Public banks are owned and operated by governments, while credit unions are private entities collectively owned by their members. In the United States, federal law forbids credit unions from making commercial loans that exceed 12.25% of their total assets. This effectively prevents credit unions from operating as mainly credit-issuing institutions.

== How public banks work ==

Public banks come in a variety of models. A public bank might be capitalized through an initial investment by the city or state, as well as through tax and fee revenue. A public bank, like a private bank, can take tax revenues and other government income as deposits, create money in the form of bank credit, and lend at very low interest rates. Where private banks are committed by their business model to take advantage of low interest rates by charging higher rates to borrowers, a public bank has no shareholders to pay, and so can pass the low rates onto borrowers such as public agencies, local businesses, residents, and students. At the same time because much of a public bank's funding comes from state deposits that would otherwise earn more from a private bank, there is a hidden subsidy that acts as a transfer from taxpayers to borrowers.

Public banks can also partner with (underwriting or guaranteeing the loans of) local banks to fund projects that might otherwise go unfunded. Such partnering with local banks leads practitioners of public banking to say, like Bank of North Dakota President Eric Hardmeyer, that public banks are partners, rather than competitors, with local private financial institutions.

Public savings banks, such as postal banks, typically offer individual savings accounts, savings bonds, remittances and other services. Around three out of four postal systems worldwide offer such banking services, and such a system existed in the United States from 1911 to 1967.

== History of public banking ==

=== Ancient history ===

In the ancient world, prior to the emergence of price-adjusting markets, temples provided and oversaw weights and measures critical to exchange. The expanded legal regime of Mesopotamia included price administration and fixed interest rates set by public custom, such as one shekel per mina, a rate which stayed stable for a thousand years.

=== Medieval, renaissance and modern Europe ===

Most prominent in the 14th century, Mons Pietatis (Mount of Piety) were charitable institutions of credit that lent money at low- or no-interest, upon the security of objects left in pawn, with the stated aim of protecting clients from usury. Profits were used to pay employees and extend the scope of their charitable work. The institutions took the form of either autonomous entities or municipal corporations. Periodically, net profits from interest were applied to the entities' capital reserves, with surplus profit being used to lower interest rates in the subsequent cycle.

Many kinds of church banks served as early public banks. In their essay on the history of credit, Elise Dermineur and Yane Svetiev say that church structures "(abbeys, convents, Mons pietatis) could extend credit and recorded the transactions in their own account books. Parish wards also extended credit."

Required work:
In the public banking passage, write out everything from "Public banks can" down to "1911 to 1967." again, swapping "local banks" for "community banks".

Data supplied:
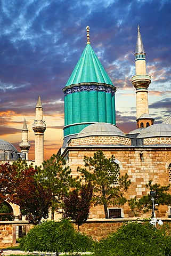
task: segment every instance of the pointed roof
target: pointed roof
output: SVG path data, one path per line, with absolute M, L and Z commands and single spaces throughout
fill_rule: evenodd
M 24 123 L 23 125 L 22 131 L 28 131 L 27 125 L 26 121 L 26 118 L 25 118 Z
M 87 45 L 66 86 L 81 83 L 99 83 L 113 85 L 89 43 L 87 27 Z
M 43 108 L 42 104 L 42 101 L 41 101 L 41 99 L 40 99 L 40 96 L 39 94 L 38 94 L 37 103 L 37 105 L 36 105 L 36 108 Z
M 144 49 L 143 44 L 142 43 L 142 41 L 141 39 L 140 31 L 140 26 L 138 25 L 138 35 L 137 37 L 136 49 L 135 49 L 135 54 L 137 53 L 145 53 L 145 51 Z

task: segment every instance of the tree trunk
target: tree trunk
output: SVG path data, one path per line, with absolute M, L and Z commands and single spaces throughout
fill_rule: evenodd
M 108 207 L 106 204 L 104 204 L 104 210 L 105 213 L 105 219 L 109 219 L 109 215 L 108 212 Z
M 51 213 L 51 220 L 54 220 L 54 210 L 52 209 L 52 213 Z

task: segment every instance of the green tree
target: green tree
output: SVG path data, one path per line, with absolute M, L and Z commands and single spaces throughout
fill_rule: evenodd
M 30 229 L 20 242 L 25 251 L 55 252 L 84 252 L 92 250 L 91 237 L 79 234 L 68 220 L 46 221 Z
M 43 169 L 39 169 L 37 179 L 45 189 L 52 191 L 52 219 L 55 210 L 61 209 L 63 198 L 69 194 L 71 187 L 78 185 L 76 179 L 71 175 L 71 170 L 66 165 L 66 162 L 61 156 L 53 154 L 43 163 Z
M 87 219 L 93 195 L 91 183 L 83 185 L 79 191 L 74 189 L 69 193 L 69 196 L 64 199 L 63 216 L 70 218 L 79 226 Z
M 94 256 L 170 256 L 170 234 L 149 222 L 129 222 L 102 239 Z
M 155 191 L 156 197 L 154 198 L 155 204 L 159 205 L 170 205 L 171 204 L 171 195 L 169 193 L 170 185 L 161 186 L 160 184 L 152 185 L 150 180 L 146 187 L 150 191 Z M 146 213 L 152 211 L 151 197 L 150 194 L 143 195 L 141 198 L 137 199 L 136 196 L 129 200 L 129 205 L 131 210 L 134 212 L 135 215 L 141 212 Z M 157 210 L 157 209 L 156 210 Z
M 7 200 L 14 190 L 17 170 L 15 166 L 6 163 L 0 165 L 0 203 Z
M 93 157 L 84 157 L 87 169 L 77 168 L 83 180 L 93 186 L 92 202 L 94 205 L 103 205 L 105 218 L 109 218 L 108 207 L 121 205 L 127 201 L 125 193 L 131 184 L 128 175 L 119 175 L 119 166 L 113 155 L 107 158 L 101 150 L 94 153 Z

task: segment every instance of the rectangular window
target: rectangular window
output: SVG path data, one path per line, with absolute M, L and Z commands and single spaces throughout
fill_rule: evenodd
M 119 218 L 123 218 L 121 215 L 121 209 L 117 208 L 108 209 L 108 211 L 109 219 L 117 219 Z

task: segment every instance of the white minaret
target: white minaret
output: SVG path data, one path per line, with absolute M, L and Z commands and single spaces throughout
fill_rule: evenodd
M 42 165 L 44 157 L 44 133 L 46 130 L 46 124 L 43 121 L 43 111 L 40 95 L 38 95 L 36 109 L 36 118 L 32 125 L 35 132 L 35 165 Z
M 135 49 L 136 75 L 132 78 L 132 83 L 136 89 L 136 121 L 137 128 L 153 124 L 154 119 L 149 115 L 148 88 L 151 77 L 146 74 L 145 53 L 138 26 L 138 35 Z
M 25 155 L 26 160 L 28 160 L 28 151 L 30 148 L 30 143 L 28 140 L 28 131 L 26 119 L 25 119 L 22 129 L 22 139 L 19 147 L 21 153 Z

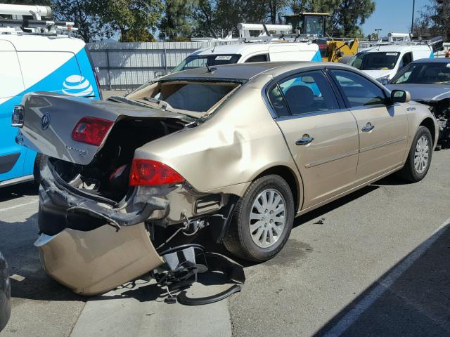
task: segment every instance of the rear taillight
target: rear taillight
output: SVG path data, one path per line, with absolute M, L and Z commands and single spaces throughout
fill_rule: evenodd
M 129 173 L 130 186 L 176 184 L 184 178 L 165 164 L 150 159 L 133 159 Z
M 77 142 L 99 146 L 114 122 L 95 117 L 82 118 L 72 131 L 72 139 Z

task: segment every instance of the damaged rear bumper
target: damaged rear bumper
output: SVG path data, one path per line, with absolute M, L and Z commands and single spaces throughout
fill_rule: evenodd
M 82 295 L 104 293 L 161 265 L 143 224 L 118 232 L 110 226 L 89 232 L 65 229 L 34 243 L 46 272 Z

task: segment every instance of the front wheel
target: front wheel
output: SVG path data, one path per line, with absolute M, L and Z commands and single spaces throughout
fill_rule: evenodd
M 245 260 L 269 260 L 285 244 L 294 213 L 294 198 L 285 180 L 276 175 L 262 177 L 238 201 L 224 245 Z
M 404 166 L 398 176 L 409 183 L 416 183 L 425 178 L 430 169 L 433 142 L 430 130 L 419 126 L 408 154 Z

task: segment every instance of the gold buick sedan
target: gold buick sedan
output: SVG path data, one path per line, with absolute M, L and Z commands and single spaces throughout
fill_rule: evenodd
M 269 260 L 295 217 L 391 173 L 423 179 L 438 136 L 408 92 L 312 62 L 186 70 L 108 101 L 33 93 L 13 124 L 43 154 L 44 268 L 86 294 L 205 227 L 236 256 Z

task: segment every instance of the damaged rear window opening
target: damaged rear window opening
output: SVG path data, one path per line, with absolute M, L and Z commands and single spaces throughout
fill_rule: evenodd
M 213 111 L 240 84 L 230 81 L 156 81 L 141 86 L 125 98 L 200 118 Z

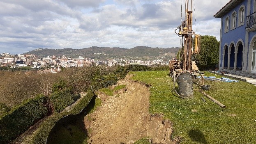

Result:
Public banks can also partner with (underwriting or guaranteeing the loans of) community banks to fund projects that might otherwise go unfunded. Such partnering with community banks leads practitioners of public banking to say, like Bank of North Dakota President Eric Hardmeyer, that public banks are partners, rather than competitors, with local private financial institutions.

Public savings banks, such as postal banks, typically offer individual savings accounts, savings bonds, remittances and other services. Around three out of four postal systems worldwide offer such banking services, and such a system existed in the United States from 1911 to 1967.